## Begin DATA EXTRACT
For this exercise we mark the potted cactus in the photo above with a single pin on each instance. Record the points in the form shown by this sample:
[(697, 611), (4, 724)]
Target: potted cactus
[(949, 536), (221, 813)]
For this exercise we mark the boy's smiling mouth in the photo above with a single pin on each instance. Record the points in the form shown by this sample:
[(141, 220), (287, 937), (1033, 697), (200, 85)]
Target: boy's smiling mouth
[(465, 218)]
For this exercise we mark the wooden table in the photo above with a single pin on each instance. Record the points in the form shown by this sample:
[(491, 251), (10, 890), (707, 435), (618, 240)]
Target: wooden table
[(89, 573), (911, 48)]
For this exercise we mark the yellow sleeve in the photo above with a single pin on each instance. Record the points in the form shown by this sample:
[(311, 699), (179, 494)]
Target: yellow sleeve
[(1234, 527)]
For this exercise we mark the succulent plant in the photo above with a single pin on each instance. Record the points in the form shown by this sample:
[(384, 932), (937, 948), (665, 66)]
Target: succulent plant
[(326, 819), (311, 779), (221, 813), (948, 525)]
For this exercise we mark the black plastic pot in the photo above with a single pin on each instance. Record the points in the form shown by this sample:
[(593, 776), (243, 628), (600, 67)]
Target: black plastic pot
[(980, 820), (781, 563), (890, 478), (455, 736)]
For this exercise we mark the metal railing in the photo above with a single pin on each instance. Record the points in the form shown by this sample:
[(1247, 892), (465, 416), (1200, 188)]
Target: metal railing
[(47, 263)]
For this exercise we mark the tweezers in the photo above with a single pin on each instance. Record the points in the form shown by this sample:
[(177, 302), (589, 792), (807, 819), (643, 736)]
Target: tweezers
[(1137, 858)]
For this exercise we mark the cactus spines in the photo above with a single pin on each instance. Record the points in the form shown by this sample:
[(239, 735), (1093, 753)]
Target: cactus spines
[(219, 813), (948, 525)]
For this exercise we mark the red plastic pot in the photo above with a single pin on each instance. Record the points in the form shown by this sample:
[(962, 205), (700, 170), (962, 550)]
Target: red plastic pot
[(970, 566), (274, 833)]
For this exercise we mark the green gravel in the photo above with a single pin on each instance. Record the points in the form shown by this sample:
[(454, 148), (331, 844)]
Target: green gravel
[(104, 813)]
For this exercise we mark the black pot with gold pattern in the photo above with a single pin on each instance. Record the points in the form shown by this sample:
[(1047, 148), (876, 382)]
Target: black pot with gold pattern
## End DATA EXTRACT
WRITTEN EXERCISE:
Format the lines above as a JSON list of strings, one string per line, leaving out any blank lines.

RESPONSE BELOW:
[
  "For this exercise we mark the potted cactus in the photo above with a single pin on each instance. Record the points in the form shown by this sample:",
  "[(697, 611), (4, 724)]",
  "Target: potted cactus",
  "[(949, 536), (221, 813)]",
  "For this exercise we mark the boy's smiling mouth in the photo above with a single pin on each instance. Record the points in the form shown by this sample:",
  "[(141, 220), (287, 937), (1033, 697), (200, 85)]",
  "Target: boy's smiling mouth",
  "[(465, 218)]",
  "For this exercise we mark the wooden table in the photo above with a single pin on each instance. Record the points in the form shown by this sample:",
  "[(491, 251), (10, 890), (707, 435), (618, 240)]",
  "Target: wooden table",
  "[(89, 573), (911, 48)]",
  "For this exercise we mark the yellow sleeve in the photo above with a single pin on each instance. Record the points in the form shown by this sample:",
  "[(311, 699), (179, 494)]",
  "Target: yellow sleeve",
  "[(1234, 527)]",
  "For this exercise we mark the succulent plant in the photo above with a single pin on each instance. Record the points in the form shown by this sample:",
  "[(384, 932), (937, 948), (665, 66)]",
  "Target: succulent plant",
  "[(326, 819), (311, 779), (221, 813), (948, 525)]",
  "For this exercise we mark the black plastic pot in the photo above with a single pin on each instance. Record the points in the form shown by this sample:",
  "[(593, 776), (243, 628), (600, 67)]",
  "Target: black plastic pot",
  "[(980, 820), (781, 563), (890, 478), (455, 736)]",
  "For this exercise we mark the metal railing in the photo above with a single pin on each instance. Record the points in the form shown by this sample:",
  "[(1247, 892), (465, 416), (1200, 188)]",
  "Target: metal railing",
  "[(47, 263)]",
  "For this exercise we mark the tweezers in the photo above with a single pin on each instance. Record the points in the form shown by this sample:",
  "[(177, 302), (589, 792), (807, 819), (643, 736)]",
  "Target: tweezers",
  "[(1137, 858)]",
  "For this exercise we mark the cactus spines in the photo above with a single pin on each instance. Record the points in the form shown by this sample:",
  "[(239, 735), (1093, 753)]",
  "Target: cactus spines",
  "[(219, 813), (948, 525)]",
  "For this exercise we mark the red plastic pot in the photo above with a single pin on each instance. Record the points in the form shown by this sample:",
  "[(962, 205), (700, 170), (962, 550)]",
  "Target: red plastic pot",
  "[(970, 566), (274, 833)]",
  "For this exercise we mark the green gravel in the photo above with a single pin on each instance. Record the points in the form shown by this sample:",
  "[(454, 148), (331, 844)]",
  "Target: green gravel",
  "[(104, 813)]",
  "For this exercise we mark the black pot with gold pattern in the photo above with a single pin on each instance. Record the points in the form shown by this sample:",
  "[(1047, 148), (876, 382)]",
  "Target: black pot with gold pattern"
]